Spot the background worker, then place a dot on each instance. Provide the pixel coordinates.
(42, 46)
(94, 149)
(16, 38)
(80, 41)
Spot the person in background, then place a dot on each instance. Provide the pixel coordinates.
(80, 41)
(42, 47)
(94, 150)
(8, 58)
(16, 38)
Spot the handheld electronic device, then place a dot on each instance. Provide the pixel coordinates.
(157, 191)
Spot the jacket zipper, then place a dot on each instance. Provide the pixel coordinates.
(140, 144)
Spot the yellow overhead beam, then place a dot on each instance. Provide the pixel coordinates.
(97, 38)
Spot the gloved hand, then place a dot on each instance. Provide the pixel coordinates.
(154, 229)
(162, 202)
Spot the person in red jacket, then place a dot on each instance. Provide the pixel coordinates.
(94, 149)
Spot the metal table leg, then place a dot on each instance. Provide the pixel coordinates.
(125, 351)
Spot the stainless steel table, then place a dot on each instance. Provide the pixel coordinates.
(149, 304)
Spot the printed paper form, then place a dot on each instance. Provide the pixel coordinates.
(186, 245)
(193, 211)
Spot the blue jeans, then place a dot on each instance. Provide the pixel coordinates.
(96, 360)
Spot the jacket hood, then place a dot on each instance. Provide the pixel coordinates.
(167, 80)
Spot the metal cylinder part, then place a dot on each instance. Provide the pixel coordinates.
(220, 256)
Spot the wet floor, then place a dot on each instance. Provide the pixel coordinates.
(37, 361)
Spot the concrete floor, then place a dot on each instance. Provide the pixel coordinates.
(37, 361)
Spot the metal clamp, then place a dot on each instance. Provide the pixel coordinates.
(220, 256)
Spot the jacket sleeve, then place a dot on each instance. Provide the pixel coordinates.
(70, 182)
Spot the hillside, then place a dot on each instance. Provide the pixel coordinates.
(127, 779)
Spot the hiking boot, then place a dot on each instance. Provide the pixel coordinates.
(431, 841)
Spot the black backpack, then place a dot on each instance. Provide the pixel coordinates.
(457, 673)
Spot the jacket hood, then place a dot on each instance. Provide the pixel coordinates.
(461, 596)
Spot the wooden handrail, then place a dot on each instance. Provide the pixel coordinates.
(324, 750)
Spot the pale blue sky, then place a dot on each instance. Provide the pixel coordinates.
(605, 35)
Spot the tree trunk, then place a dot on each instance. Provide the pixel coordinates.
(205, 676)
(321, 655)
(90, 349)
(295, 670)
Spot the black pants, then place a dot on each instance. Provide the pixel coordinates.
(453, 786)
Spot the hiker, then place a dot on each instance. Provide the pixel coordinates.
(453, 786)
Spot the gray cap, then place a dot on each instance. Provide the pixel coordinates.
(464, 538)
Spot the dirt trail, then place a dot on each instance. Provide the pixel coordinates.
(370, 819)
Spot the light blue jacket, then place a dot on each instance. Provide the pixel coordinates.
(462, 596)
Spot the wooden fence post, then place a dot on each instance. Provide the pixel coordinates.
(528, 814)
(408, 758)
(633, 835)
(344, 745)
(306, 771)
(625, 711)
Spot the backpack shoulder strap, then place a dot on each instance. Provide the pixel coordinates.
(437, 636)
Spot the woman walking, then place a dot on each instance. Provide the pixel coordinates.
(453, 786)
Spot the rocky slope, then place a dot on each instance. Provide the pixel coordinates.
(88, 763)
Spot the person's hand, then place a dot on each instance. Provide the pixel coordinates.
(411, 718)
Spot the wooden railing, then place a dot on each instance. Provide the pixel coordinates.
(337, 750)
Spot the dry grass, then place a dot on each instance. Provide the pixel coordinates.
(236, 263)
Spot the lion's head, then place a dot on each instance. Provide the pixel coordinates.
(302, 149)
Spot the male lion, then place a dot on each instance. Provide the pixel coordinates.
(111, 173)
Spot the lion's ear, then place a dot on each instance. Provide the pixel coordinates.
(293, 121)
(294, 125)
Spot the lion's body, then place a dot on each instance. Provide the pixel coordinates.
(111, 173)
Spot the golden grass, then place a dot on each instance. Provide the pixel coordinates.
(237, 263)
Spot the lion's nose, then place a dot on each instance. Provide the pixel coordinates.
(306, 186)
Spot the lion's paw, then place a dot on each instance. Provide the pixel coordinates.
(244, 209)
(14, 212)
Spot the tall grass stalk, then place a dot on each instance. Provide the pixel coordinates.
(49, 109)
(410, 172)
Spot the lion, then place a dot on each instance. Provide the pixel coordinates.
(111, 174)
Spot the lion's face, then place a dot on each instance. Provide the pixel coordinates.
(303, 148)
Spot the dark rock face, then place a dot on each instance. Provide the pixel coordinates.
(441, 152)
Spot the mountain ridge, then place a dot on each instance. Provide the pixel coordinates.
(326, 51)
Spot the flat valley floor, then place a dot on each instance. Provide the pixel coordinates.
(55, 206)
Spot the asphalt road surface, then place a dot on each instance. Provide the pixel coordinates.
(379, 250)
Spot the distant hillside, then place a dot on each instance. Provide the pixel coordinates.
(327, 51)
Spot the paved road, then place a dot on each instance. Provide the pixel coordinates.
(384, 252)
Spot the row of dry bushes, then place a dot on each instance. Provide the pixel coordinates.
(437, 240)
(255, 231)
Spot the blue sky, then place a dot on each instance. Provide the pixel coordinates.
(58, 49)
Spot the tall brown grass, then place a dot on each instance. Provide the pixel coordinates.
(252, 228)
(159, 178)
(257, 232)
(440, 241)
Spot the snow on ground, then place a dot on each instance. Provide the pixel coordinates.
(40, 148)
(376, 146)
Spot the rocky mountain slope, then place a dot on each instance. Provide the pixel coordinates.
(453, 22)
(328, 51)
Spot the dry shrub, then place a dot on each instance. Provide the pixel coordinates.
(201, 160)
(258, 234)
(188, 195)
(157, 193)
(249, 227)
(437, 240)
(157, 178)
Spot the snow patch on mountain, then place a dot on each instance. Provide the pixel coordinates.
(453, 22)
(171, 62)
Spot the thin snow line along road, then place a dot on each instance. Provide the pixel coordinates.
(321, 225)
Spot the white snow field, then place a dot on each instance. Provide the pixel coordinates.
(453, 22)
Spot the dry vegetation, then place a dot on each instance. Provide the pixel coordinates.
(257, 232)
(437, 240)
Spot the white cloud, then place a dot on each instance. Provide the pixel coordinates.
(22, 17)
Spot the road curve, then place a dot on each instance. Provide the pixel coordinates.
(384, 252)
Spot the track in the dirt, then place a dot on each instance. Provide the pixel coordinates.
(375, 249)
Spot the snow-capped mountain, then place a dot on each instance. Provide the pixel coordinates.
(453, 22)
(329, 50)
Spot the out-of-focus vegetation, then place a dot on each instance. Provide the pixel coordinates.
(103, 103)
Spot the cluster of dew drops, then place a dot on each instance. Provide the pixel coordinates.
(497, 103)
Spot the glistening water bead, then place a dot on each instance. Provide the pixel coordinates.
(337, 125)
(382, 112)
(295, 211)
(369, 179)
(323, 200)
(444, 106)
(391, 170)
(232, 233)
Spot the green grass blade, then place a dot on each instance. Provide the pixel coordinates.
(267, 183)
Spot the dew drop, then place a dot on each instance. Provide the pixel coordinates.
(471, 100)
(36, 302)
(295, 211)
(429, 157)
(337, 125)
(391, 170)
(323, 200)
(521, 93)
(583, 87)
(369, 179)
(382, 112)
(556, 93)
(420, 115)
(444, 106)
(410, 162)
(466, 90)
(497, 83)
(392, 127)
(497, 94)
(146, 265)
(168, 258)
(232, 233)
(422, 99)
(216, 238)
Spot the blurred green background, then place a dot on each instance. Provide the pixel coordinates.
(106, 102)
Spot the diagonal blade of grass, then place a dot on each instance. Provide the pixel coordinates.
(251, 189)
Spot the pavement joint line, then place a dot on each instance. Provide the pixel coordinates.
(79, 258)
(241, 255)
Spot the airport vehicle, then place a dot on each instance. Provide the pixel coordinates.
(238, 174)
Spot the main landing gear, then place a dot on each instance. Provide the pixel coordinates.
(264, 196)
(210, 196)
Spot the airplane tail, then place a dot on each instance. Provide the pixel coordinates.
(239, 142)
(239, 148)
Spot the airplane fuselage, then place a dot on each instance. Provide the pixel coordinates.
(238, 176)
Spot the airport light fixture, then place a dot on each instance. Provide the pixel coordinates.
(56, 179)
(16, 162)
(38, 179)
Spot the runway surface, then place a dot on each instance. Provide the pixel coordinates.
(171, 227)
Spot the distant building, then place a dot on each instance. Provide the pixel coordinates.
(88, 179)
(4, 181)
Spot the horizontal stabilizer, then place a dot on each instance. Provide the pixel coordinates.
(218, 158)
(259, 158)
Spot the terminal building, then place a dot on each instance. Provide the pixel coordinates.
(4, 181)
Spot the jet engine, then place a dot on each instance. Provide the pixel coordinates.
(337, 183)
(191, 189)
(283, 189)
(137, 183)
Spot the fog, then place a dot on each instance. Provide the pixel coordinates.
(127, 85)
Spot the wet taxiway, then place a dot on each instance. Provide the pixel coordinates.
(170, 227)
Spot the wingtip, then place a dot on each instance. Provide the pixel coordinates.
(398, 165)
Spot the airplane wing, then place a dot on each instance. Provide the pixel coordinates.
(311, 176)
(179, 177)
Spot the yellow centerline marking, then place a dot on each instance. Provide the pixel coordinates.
● ● ● ●
DIRECTIVE - Reproduce word for word the part of the records above that opens with the line containing "Spot the jet" and runs through the last line of the records.

CORRECT ANSWER -
Spot the jet engine, then place a dot on each instance. Provide the pixel coordinates.
(337, 183)
(191, 189)
(283, 189)
(137, 183)
Spot the fog, then place a dot on each instance. Provide the pixel coordinates.
(127, 85)
Spot the wet taxiway, then place a dot on each instance. Provide the pixel coordinates.
(170, 227)
Spot the wingtip, then place a dot on each instance. Provide the pixel coordinates.
(398, 165)
Spot the airplane wing, then place a dot on each instance. Provide the pixel coordinates.
(311, 176)
(179, 177)
Spot the yellow centerline marking, then place a dot on each instance. Provide the pixel coordinates.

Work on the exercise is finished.